■ **TEXTE FOURNI**
--------

Carlo est ainsi devenu le premier jeune béatifié de la génération des milléniaux.
Très nombreux et très émus ont été les jeunes présents à la célébration de sa béatification, ainsi que les fidèles de tout âge qui ont voulu s’arrêter devant sa dépouille. Son corps retrouvé intact fut présenté, à partir de sa béatification, à la vénération des fidèles ; il était habillé en jeans, portait un blouson et des chaussures de sport.
Le Pape a récemment signé le décret de reconnaissance d’un second miracle, survenu grâce à l’intercession de Carlo, ouvrant ainsi la voie à sa canonisation.
La dévotion pour Carlo avait déjà été grande, mais sa béatification l’a rendue encore plus fervente. L’exemple de sa sainteté le rapproche davantage de ses jeunes contemporains qui voient en lui un jeune comme les autres, mais qui toutefois a été capable d’aimer Dieu et ses frères avec cohérence.
Une vie courte, mais intense
Né le 3 mai 1991 à Londres d’une famille italienne et mort à Monza (Italie) le 12 octobre 2006, de suite d’une leucémie foudroyante, Carlo donna dans sa courte vie un témoignage qui suscita une profonde admiration pour son amour du Seigneur et sa charité envers les pauvres.
Enfant précoce (à 3 mois il parlait déjà et, à 4 ans, il savait lire et écrire), il s’intéresse rapidement à la foi et à la vie des saints.
Il fréquentera, depuis l’école primaire, des écoles tenues par des religieux et deviendra apparemment un jeune comme les autres, mais dans sa globalité il fut un garçon tout à fait spécial :
“En plus des devoirs principaux de son état comme celui d’étudiant et de fils, il parvient à trouver le temps d’enseigner
le catéchisme aux enfants qui se préparent à la première communion et à la confirmation ; à faire du bénévolat à la ‘cantine des pauvres’ gérée par les Frères capucins et par les Sœurs de mère Teresa ; à secourir les pauvres qui vivent dans son quartier ; à aider les enfants en difficulté avec leurs devoirs ; à faire des œuvres d’apostolat par Internet ; à jouer du saxophone ; à jouer du foot ; à concevoir des programmes avec l’ordinateur ; à s’amuser avec des jeux vidéo…”[3].

--------

■ **EXTRAITS DU MATÉRIEL**
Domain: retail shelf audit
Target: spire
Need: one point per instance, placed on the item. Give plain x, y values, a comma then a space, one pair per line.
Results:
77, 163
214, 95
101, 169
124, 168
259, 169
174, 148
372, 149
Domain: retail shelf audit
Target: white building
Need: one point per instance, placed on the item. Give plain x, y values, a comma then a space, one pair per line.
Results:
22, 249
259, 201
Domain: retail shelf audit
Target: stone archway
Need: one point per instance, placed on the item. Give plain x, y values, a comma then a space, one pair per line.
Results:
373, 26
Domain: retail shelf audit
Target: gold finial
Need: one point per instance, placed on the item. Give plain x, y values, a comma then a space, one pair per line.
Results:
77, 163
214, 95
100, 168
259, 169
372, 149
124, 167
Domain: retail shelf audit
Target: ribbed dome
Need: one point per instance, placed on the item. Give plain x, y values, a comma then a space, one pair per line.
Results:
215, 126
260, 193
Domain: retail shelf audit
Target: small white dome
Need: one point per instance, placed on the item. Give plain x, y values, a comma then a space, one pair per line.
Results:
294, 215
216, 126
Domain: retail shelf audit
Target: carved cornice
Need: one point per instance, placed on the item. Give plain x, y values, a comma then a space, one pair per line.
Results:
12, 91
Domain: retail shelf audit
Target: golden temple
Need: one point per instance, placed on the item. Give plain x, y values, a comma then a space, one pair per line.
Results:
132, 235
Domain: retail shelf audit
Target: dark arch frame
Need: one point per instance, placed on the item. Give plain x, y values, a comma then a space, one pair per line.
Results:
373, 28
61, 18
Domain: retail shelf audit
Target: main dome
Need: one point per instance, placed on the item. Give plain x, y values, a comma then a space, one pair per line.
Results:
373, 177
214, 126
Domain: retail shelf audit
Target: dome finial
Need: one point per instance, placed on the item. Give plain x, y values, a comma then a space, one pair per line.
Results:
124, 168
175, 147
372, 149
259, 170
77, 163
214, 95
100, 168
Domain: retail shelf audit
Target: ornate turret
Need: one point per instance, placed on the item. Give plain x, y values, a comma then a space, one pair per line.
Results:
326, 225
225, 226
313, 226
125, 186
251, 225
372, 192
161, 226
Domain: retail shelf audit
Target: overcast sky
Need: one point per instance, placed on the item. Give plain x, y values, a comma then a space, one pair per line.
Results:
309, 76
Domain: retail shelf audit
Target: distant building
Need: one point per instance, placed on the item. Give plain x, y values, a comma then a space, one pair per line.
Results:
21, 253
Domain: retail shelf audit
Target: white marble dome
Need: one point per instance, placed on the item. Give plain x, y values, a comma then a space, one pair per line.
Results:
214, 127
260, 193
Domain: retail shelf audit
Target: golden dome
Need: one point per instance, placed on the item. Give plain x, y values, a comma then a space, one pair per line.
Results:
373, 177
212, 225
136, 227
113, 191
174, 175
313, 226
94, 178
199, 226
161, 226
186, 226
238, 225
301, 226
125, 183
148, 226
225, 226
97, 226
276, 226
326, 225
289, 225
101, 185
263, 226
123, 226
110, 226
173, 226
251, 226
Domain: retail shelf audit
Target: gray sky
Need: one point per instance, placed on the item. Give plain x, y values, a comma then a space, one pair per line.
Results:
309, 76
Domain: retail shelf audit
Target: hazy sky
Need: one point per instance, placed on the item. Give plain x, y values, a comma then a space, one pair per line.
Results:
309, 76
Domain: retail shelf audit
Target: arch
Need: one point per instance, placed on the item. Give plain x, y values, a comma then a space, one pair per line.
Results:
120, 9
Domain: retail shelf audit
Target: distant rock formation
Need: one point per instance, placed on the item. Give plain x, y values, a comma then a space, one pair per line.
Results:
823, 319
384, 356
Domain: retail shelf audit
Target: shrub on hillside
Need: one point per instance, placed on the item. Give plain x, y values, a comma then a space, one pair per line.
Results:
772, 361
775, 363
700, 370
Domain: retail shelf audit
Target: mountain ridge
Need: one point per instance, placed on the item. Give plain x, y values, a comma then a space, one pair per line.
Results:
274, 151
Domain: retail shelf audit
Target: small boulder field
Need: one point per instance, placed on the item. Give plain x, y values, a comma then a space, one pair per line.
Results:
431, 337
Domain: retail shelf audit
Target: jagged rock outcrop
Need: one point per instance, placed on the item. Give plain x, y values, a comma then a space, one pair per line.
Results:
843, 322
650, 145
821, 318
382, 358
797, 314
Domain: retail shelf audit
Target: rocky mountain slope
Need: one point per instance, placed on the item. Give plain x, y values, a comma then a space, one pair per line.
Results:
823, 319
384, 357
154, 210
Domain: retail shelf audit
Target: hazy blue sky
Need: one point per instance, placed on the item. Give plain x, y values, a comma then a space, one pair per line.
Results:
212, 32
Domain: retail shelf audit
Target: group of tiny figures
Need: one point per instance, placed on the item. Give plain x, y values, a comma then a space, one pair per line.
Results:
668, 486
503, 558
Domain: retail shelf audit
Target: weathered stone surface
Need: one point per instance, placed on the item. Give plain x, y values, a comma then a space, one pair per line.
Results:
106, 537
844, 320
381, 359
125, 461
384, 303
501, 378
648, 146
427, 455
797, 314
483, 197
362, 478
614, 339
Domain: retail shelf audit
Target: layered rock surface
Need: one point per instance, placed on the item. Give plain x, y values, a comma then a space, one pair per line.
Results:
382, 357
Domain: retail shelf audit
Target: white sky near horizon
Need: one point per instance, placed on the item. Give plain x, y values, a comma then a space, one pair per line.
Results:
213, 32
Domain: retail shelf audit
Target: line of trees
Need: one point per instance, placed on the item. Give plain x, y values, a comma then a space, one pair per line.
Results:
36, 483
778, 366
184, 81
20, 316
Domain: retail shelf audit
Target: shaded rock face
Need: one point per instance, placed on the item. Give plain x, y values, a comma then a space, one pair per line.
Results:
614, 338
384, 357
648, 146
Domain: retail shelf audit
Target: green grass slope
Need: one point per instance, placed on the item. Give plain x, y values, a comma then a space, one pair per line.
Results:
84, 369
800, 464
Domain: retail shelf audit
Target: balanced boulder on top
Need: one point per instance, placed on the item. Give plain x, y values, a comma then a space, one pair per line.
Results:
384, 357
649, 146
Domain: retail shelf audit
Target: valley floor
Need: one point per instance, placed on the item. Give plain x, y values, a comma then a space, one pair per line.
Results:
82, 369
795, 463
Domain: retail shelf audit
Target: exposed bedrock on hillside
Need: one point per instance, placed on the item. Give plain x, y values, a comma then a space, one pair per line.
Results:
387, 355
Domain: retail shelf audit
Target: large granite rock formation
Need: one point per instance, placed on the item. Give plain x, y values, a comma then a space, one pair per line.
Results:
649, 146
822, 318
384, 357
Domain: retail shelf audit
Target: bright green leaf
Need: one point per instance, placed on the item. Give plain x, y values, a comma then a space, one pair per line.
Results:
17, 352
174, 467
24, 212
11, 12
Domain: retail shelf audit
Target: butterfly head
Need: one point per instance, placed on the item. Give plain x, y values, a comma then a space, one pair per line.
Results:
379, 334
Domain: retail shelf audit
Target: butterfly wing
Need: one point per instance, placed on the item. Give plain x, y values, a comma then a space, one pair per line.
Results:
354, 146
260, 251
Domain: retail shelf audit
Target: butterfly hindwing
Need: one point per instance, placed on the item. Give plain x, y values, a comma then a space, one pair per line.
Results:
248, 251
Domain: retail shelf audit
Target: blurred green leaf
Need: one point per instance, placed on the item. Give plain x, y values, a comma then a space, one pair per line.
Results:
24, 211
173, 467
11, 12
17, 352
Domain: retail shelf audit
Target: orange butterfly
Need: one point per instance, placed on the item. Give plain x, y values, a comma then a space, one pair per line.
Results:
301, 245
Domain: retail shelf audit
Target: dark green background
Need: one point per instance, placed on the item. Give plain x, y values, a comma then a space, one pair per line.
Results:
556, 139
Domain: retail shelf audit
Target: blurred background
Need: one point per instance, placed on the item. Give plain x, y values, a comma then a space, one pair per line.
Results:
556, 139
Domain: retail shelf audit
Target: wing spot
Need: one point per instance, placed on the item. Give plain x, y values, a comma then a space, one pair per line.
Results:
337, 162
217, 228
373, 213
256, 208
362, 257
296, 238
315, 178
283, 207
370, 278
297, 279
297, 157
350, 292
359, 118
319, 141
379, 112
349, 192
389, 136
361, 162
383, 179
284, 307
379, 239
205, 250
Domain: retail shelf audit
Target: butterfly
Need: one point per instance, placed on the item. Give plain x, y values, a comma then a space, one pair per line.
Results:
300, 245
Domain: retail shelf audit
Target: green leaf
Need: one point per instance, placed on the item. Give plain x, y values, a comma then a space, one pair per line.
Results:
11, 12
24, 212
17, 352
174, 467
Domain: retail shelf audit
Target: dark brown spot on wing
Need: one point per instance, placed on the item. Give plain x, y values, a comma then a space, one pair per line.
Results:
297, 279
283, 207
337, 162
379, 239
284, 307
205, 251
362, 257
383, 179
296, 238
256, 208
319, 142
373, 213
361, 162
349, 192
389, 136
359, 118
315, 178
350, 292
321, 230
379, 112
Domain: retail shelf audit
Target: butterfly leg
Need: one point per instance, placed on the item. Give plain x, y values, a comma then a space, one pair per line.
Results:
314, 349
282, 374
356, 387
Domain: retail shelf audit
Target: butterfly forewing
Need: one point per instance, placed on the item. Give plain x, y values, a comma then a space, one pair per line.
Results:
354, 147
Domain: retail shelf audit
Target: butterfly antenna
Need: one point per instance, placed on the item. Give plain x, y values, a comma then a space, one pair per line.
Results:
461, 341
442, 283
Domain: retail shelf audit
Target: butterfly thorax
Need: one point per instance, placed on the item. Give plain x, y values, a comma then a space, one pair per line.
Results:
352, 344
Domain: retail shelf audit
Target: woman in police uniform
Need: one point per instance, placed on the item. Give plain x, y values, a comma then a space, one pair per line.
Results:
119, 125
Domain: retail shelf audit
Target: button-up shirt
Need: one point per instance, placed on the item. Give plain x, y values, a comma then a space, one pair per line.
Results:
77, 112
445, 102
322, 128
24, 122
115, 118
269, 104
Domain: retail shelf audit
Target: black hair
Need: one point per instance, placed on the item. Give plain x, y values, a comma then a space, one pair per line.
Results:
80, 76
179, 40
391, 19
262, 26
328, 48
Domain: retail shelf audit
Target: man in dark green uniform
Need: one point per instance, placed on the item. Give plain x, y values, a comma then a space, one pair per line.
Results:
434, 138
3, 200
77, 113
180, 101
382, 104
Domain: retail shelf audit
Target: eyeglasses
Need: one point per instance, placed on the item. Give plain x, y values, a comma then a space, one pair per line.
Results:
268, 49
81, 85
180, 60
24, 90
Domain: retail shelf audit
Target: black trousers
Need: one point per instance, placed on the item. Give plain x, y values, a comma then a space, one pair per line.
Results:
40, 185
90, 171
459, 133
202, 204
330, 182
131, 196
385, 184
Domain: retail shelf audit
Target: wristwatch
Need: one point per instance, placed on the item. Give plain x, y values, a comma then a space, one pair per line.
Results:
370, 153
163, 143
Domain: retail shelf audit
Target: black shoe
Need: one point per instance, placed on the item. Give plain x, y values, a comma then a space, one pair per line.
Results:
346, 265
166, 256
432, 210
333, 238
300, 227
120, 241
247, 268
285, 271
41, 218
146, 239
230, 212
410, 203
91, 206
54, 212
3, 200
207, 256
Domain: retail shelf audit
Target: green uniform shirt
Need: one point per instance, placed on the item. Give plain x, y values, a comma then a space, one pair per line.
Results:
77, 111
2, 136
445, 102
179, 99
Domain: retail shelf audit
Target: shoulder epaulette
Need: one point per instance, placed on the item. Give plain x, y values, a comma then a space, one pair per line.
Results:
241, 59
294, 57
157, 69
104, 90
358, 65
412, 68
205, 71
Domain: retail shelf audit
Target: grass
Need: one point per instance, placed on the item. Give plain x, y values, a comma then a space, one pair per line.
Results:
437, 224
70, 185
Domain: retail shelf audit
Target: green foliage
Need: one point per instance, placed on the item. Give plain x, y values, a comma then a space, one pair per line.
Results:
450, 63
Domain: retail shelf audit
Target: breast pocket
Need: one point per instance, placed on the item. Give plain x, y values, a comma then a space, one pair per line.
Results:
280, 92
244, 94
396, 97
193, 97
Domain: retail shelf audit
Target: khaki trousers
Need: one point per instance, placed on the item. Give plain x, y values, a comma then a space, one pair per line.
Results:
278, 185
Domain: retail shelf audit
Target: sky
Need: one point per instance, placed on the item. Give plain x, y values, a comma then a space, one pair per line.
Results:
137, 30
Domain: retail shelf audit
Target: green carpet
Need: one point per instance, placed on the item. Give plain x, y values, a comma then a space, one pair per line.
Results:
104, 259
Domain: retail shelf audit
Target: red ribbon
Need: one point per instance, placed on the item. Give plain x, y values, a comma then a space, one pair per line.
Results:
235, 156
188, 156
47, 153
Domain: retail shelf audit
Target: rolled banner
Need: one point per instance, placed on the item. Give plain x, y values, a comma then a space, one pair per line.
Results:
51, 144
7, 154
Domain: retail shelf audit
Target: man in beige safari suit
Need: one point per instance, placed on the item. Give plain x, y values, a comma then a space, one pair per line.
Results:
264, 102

--------

■ **CONSIGNE**
Peux-tu restituer mot pour mot le passage du texte sur Carlo compris entre "Le Pape a récemment" et "envers les pauvres.", ces deux segments inclus ?

■ **RÉPONSE ATTENDUE**
Le Pape a récemment signé le décret de reconnaissance d’un second miracle, survenu grâce à l’intercession de Carlo, ouvrant ainsi la voie à sa canonisation.
La dévotion pour Carlo avait déjà été grande, mais sa béatification l’a rendue encore plus fervente. L’exemple de sa sainteté le rapproche davantage de ses jeunes contemporains qui voient en lui un jeune comme les autres, mais qui toutefois a été capable d’aimer Dieu et ses frères avec cohérence.
Une vie courte, mais intense
Né le 3 mai 1991 à Londres d’une famille italienne et mort à Monza (Italie) le 12 octobre 2006, de suite d’une leucémie foudroyante, Carlo donna dans sa courte vie un témoignage qui suscita une profonde admiration pour son amour du Seigneur et sa charité envers les pauvres.